Entries taken from a collection
= = = = = = =

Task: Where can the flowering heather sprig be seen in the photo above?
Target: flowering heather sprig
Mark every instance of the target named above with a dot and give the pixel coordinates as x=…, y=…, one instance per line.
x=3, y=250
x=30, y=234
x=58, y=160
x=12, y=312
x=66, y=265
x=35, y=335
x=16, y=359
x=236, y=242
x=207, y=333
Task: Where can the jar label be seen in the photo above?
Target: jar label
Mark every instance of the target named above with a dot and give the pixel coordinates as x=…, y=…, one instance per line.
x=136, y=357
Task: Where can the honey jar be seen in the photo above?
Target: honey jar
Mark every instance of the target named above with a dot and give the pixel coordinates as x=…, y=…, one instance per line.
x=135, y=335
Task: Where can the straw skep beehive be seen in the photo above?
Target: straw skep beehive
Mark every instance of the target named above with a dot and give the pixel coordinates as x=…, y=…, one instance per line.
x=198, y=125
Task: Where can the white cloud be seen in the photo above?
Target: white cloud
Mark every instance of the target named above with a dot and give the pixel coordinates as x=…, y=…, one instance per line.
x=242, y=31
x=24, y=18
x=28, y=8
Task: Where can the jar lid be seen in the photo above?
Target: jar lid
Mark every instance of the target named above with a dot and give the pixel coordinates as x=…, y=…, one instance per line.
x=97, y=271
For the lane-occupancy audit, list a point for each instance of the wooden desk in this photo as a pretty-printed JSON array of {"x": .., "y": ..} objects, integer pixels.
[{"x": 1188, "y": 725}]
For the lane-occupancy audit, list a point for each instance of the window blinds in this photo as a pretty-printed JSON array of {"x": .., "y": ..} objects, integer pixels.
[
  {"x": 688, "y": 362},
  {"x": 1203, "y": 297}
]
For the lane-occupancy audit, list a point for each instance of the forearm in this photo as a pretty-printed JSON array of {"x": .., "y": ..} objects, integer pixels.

= = = = = = =

Each record must be repeated exactly as it is.

Task: Where can the flowering heather sprig be seen in the photo above?
Target: flowering heather sprig
Mark every instance of the target named above with a dot and give the pixel coordinates as x=…, y=…, one instance per line.
x=3, y=250
x=30, y=234
x=58, y=160
x=12, y=312
x=66, y=265
x=35, y=335
x=16, y=359
x=236, y=242
x=207, y=333
Task: Where can the jar label be seen in the photo above?
Target: jar label
Mark every instance of the target named above with a dot and give the pixel coordinates as x=…, y=…, one instance per line.
x=136, y=357
Task: Where can the honey jar be seen in the photo above?
Target: honey jar
Mark every instance of the target named above with a dot and give the pixel coordinates as x=…, y=…, one instance per line.
x=135, y=335
Task: Where can the straw skep beehive be seen in the photo above?
Target: straw skep beehive
Mark every instance of the target named above with a dot and give the pixel coordinates as x=…, y=…, one instance per line.
x=198, y=125
Task: Where can the white cloud be seen in the photo above?
Target: white cloud
Mark every instance of the target named above with a dot and give the pixel coordinates as x=…, y=…, one instance per line.
x=242, y=31
x=24, y=18
x=28, y=8
Task: Where can the jar lid be seen in the photo above?
Target: jar lid
Mark every instance of the target named above with a dot and give the pixel coordinates as x=…, y=…, one instance per line.
x=97, y=271
For the lane-occupancy audit, list a point for each instance of the wooden desk in this photo as a pretty-printed JSON array of {"x": .., "y": ..} objects, integer pixels.
[{"x": 1188, "y": 725}]
For the lane-occupancy audit, list a point for each instance of the window blinds in this photo as a pretty-printed JSON array of {"x": .., "y": ..} objects, integer pixels.
[
  {"x": 688, "y": 362},
  {"x": 1203, "y": 297}
]
For the lane-occupancy audit, list a point for each instance of the forearm in this photo as a pretty-printed JSON array of {"x": .., "y": ..} objects, integer pixels.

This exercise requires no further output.